Work to complete: Count how many lines in the entries below contain the string "grass", with uppercase and lowercase treated as different. Reply with the number alone.

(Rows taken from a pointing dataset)
------------------------------------------------------------------------
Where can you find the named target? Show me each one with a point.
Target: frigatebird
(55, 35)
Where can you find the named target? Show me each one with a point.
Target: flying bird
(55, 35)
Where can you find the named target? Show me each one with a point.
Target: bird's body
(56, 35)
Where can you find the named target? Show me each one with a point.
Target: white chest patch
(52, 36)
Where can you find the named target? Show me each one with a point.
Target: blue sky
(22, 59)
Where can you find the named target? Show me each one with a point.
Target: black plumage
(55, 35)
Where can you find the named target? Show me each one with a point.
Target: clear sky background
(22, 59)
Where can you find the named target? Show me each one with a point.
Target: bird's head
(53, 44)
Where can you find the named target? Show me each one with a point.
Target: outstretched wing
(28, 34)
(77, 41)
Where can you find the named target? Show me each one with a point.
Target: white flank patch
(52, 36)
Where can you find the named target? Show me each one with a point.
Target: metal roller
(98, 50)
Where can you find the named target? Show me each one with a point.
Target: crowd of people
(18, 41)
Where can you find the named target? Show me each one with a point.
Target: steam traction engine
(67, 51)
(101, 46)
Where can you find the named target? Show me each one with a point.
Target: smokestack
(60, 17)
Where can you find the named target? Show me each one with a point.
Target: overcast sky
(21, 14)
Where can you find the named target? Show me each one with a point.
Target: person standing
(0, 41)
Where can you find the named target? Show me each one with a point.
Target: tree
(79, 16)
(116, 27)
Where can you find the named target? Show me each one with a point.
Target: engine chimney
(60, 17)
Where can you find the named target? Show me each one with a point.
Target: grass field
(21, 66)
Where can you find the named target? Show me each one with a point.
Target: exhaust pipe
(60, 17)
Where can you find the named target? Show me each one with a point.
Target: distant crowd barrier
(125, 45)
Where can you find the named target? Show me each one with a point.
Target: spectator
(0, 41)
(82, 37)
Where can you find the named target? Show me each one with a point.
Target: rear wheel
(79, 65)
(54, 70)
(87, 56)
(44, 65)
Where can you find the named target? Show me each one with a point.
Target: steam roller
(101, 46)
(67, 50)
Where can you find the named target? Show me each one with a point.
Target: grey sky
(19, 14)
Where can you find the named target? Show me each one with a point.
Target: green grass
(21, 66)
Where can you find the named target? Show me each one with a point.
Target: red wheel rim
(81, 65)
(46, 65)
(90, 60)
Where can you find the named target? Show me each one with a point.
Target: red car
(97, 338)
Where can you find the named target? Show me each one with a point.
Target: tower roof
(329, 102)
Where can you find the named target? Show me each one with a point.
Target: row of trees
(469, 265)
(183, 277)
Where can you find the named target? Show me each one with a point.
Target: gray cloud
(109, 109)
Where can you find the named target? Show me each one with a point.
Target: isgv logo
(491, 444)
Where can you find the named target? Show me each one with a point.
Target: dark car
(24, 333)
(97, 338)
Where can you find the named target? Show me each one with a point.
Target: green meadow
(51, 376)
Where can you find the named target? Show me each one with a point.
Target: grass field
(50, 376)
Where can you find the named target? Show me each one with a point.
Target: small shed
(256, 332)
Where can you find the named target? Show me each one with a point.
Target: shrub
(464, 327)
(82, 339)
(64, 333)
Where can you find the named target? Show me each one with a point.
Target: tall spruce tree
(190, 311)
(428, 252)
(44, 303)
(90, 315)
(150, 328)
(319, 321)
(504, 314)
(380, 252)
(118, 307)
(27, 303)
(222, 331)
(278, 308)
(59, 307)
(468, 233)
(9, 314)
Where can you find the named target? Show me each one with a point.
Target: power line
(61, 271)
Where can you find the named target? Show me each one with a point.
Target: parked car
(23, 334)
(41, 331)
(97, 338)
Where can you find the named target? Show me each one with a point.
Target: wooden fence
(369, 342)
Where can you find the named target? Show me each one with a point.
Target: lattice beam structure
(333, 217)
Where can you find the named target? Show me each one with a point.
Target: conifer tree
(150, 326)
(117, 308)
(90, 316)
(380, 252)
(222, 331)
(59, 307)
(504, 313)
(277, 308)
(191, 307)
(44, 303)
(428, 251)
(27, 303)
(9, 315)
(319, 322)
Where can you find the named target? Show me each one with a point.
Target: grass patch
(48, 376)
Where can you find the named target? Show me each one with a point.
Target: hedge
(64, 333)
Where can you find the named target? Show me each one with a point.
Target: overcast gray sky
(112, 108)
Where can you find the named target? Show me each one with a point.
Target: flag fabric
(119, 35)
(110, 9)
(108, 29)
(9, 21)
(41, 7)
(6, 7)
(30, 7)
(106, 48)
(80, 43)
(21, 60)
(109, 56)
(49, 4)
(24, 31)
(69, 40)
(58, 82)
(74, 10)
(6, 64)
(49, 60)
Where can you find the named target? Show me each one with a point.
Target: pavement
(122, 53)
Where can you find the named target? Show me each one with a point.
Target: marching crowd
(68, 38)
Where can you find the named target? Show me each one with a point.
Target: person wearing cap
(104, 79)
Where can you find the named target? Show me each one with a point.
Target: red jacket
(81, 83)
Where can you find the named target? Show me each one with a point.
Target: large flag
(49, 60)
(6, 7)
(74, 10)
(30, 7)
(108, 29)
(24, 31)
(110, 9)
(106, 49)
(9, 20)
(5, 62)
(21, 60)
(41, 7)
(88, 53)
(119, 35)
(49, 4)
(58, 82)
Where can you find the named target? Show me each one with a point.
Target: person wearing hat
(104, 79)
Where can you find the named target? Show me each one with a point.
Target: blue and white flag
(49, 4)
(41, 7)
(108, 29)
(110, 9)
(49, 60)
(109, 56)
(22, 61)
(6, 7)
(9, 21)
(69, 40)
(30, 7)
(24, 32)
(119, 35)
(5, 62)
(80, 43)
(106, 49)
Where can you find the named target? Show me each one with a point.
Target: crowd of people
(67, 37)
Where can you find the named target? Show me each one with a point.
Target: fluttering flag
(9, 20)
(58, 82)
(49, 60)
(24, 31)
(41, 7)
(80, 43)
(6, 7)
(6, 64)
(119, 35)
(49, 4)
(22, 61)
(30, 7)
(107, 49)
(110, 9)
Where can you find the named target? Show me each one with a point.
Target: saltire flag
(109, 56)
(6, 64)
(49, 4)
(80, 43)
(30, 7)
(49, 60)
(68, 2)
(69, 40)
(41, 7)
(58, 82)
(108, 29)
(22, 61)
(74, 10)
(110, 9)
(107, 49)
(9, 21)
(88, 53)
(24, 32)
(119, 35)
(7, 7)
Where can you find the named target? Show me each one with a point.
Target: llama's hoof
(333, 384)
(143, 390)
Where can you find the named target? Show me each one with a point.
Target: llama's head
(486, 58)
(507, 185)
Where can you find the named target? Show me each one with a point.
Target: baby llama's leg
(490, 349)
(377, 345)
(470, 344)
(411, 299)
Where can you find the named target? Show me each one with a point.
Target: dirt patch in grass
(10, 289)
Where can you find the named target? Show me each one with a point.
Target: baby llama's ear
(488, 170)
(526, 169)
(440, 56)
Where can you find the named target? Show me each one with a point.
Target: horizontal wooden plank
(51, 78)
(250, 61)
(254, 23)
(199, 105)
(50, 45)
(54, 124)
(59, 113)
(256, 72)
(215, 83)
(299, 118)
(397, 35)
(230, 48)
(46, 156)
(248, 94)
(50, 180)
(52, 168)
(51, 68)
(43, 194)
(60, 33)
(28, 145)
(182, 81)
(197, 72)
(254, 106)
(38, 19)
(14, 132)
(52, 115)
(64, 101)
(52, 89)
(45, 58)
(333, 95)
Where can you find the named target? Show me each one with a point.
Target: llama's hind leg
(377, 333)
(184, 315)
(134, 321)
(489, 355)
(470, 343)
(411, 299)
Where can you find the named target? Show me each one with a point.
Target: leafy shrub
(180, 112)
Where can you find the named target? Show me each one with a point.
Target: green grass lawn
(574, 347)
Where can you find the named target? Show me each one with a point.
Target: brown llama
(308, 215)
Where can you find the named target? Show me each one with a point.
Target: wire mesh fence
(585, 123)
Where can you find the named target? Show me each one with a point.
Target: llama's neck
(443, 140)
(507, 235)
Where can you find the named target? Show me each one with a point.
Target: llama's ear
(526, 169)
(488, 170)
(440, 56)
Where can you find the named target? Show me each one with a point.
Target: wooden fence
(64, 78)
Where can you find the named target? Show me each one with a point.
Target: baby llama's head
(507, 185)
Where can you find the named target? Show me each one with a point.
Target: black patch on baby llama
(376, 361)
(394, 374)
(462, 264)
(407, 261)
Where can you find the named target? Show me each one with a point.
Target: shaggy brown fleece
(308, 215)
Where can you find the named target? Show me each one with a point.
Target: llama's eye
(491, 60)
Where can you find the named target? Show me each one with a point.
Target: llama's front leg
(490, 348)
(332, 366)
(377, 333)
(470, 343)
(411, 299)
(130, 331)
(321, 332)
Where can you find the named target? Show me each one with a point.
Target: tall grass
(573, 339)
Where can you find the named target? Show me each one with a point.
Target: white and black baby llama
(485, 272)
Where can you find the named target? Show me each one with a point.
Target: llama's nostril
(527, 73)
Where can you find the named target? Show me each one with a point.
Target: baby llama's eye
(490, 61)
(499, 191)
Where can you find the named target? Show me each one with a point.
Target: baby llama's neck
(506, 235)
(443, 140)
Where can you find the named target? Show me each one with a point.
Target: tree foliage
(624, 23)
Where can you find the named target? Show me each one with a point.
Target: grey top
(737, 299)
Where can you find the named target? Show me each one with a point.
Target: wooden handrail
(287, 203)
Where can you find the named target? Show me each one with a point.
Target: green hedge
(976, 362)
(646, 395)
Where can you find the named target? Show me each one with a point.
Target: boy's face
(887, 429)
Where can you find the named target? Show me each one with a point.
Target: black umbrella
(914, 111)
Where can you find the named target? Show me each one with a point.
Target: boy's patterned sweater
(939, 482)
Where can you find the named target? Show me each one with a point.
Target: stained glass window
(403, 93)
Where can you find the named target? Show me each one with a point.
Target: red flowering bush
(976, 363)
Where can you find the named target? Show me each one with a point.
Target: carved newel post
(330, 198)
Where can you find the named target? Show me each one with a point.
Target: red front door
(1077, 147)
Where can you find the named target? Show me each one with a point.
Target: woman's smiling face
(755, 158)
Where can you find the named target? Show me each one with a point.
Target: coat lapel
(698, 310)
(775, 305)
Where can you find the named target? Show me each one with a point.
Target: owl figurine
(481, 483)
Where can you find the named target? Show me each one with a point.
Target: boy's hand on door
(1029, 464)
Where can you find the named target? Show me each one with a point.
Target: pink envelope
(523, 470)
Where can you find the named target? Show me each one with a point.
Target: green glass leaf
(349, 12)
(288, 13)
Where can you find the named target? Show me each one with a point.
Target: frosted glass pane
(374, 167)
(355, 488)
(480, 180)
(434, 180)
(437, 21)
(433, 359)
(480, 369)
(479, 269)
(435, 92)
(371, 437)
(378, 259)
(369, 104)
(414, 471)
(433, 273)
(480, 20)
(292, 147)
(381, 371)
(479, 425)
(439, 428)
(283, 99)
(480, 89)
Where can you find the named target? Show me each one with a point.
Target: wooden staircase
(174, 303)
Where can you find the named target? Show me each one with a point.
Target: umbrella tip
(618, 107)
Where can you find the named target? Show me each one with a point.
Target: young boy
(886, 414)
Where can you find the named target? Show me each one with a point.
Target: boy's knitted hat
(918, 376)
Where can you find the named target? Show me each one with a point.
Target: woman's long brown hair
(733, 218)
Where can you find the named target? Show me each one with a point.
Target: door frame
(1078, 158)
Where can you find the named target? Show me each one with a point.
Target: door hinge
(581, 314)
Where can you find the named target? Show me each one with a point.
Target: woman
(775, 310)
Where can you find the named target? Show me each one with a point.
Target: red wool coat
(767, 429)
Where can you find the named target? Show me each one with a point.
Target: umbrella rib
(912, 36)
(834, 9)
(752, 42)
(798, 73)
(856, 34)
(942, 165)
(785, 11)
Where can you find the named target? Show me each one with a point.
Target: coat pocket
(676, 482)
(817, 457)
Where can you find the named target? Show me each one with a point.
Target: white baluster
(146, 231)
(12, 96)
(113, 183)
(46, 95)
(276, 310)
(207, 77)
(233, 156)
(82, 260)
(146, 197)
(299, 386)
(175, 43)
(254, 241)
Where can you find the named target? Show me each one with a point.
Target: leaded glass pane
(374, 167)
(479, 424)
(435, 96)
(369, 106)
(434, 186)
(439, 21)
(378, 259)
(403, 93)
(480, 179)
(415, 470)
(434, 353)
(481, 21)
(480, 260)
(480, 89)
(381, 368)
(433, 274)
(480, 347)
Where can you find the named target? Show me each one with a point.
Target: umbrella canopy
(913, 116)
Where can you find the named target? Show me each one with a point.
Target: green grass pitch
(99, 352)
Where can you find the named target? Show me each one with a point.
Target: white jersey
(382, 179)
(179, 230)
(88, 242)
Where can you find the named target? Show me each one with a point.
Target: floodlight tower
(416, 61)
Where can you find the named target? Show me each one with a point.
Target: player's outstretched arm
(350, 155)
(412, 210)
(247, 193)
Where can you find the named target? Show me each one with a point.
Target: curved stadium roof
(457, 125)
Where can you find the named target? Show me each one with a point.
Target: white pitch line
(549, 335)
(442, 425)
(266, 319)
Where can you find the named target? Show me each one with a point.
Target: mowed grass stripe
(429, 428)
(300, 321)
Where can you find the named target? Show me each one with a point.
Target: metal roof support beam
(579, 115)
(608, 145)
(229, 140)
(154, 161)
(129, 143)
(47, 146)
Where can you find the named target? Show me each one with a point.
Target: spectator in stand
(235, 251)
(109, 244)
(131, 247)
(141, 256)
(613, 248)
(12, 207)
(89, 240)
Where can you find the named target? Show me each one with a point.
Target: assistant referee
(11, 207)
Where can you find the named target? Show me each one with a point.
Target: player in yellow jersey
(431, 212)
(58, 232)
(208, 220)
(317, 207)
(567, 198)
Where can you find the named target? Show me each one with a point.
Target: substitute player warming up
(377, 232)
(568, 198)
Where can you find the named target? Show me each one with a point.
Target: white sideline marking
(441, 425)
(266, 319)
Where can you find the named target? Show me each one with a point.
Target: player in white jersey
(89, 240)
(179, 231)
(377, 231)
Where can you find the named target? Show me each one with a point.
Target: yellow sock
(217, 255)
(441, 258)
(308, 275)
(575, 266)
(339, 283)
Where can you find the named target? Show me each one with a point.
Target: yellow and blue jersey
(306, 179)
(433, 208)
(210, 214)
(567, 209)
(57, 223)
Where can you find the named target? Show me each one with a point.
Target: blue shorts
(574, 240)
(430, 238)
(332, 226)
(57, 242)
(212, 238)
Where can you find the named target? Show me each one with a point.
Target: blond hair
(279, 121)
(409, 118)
------------------------------------------------------------------------
Solved exercise: 9